### WHAT TO DO:
Count the lines in the rows below that contain the word "reflection". Give only the number.

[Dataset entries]

===

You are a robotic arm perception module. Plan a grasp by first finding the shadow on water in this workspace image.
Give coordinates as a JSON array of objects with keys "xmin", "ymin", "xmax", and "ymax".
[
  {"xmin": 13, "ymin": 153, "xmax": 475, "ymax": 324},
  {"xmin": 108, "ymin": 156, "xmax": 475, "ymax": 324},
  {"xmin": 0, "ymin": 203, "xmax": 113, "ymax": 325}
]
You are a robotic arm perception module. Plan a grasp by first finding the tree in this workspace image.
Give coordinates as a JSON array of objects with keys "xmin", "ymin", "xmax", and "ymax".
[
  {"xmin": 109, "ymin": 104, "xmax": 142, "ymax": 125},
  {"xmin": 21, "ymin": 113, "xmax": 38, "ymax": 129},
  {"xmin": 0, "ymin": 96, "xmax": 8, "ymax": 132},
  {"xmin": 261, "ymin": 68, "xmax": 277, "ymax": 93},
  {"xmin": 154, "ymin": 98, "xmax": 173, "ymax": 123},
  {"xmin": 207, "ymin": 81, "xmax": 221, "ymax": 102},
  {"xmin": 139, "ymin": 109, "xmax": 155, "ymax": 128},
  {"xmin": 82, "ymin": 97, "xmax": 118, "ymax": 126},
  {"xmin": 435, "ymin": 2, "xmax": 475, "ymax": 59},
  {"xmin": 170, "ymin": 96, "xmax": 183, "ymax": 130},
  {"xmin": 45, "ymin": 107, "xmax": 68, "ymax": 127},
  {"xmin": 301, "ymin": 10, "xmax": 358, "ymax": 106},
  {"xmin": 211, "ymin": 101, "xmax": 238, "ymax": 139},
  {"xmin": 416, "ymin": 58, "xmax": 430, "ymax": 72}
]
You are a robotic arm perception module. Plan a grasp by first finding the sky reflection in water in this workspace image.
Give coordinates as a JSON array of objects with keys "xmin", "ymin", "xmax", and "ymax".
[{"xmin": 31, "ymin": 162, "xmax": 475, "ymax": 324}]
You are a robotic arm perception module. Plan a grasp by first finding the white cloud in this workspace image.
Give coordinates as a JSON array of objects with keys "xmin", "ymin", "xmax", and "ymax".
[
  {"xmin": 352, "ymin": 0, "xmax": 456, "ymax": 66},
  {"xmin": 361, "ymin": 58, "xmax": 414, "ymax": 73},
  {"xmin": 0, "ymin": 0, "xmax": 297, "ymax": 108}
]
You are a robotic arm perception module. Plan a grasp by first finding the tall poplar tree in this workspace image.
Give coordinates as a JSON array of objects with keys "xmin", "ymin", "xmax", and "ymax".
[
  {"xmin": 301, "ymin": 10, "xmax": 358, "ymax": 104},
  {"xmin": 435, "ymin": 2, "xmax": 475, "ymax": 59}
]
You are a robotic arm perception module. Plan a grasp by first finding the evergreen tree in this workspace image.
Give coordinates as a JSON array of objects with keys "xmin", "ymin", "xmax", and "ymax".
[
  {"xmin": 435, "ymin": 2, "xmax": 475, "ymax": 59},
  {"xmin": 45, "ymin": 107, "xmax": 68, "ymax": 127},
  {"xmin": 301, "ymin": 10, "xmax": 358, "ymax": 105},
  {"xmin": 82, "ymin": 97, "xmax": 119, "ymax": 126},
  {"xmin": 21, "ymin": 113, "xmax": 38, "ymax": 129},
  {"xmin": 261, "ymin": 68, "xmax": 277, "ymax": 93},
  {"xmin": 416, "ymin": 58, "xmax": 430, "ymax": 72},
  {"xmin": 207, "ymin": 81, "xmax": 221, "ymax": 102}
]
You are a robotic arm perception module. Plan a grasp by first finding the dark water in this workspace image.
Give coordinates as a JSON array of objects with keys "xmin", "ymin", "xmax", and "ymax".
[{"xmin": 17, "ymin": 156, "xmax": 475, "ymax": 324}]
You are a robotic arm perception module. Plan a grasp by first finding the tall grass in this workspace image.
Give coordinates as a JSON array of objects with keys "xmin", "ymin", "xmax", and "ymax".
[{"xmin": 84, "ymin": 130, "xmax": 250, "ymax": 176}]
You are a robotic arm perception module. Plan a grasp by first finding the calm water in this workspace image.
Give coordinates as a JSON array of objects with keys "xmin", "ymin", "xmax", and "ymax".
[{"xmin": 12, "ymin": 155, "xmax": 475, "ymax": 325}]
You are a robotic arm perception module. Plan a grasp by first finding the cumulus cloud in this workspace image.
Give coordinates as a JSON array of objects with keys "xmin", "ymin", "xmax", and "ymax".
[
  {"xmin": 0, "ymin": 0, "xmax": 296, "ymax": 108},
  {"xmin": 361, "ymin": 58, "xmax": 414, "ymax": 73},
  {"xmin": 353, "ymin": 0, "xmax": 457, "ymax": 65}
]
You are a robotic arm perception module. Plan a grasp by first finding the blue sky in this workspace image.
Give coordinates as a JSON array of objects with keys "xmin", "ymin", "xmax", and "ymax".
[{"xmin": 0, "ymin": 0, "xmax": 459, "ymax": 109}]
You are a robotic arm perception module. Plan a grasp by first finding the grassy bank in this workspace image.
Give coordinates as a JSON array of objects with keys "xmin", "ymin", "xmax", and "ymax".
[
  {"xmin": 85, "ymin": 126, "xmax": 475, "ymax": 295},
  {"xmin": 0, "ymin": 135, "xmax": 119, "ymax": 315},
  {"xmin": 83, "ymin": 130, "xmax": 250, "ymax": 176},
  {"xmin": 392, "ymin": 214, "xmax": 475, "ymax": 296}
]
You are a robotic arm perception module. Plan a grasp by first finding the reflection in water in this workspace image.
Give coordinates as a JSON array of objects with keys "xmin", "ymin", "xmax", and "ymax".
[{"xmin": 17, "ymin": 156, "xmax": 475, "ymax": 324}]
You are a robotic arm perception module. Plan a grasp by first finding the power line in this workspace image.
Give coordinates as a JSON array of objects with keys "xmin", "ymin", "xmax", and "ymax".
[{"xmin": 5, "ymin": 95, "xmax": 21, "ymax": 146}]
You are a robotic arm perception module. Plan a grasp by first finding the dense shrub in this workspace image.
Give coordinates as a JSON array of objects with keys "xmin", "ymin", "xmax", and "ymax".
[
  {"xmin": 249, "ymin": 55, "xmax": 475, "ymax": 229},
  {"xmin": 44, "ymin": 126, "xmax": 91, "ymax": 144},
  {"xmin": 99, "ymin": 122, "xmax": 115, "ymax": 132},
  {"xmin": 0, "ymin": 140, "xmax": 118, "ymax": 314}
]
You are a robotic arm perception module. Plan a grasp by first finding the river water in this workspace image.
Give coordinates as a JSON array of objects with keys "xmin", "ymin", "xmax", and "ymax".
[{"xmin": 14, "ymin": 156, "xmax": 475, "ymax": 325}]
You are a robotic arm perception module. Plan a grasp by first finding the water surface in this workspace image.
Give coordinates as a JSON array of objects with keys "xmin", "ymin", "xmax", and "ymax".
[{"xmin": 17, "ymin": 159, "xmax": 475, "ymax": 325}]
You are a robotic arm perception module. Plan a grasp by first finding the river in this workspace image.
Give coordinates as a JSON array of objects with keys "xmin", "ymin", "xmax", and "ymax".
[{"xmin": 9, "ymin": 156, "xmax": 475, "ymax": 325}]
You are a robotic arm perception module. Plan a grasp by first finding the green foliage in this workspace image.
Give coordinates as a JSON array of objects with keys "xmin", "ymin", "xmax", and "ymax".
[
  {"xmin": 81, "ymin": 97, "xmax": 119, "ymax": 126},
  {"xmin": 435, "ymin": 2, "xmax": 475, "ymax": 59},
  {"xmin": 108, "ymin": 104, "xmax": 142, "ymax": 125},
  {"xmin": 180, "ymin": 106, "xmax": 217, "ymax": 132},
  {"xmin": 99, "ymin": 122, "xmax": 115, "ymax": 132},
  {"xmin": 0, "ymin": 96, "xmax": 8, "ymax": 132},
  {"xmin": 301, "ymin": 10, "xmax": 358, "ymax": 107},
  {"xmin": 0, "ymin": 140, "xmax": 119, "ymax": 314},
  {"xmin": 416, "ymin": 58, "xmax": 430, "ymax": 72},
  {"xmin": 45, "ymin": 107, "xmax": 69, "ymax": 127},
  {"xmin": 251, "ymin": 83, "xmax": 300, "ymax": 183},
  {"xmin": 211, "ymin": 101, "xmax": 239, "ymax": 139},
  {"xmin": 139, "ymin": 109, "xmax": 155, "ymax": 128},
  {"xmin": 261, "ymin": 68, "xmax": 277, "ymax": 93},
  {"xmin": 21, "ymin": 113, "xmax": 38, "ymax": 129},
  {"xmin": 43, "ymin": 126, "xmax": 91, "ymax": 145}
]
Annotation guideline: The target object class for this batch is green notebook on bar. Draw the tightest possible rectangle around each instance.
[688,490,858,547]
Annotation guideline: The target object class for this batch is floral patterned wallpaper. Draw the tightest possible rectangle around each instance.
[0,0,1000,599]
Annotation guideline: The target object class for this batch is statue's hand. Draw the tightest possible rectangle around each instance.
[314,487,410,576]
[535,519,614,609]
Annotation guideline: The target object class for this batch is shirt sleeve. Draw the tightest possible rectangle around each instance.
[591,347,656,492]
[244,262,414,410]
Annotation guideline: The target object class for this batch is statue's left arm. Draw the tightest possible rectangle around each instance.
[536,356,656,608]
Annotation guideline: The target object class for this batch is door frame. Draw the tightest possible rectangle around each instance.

===

### RESULT OF THIS TASK:
2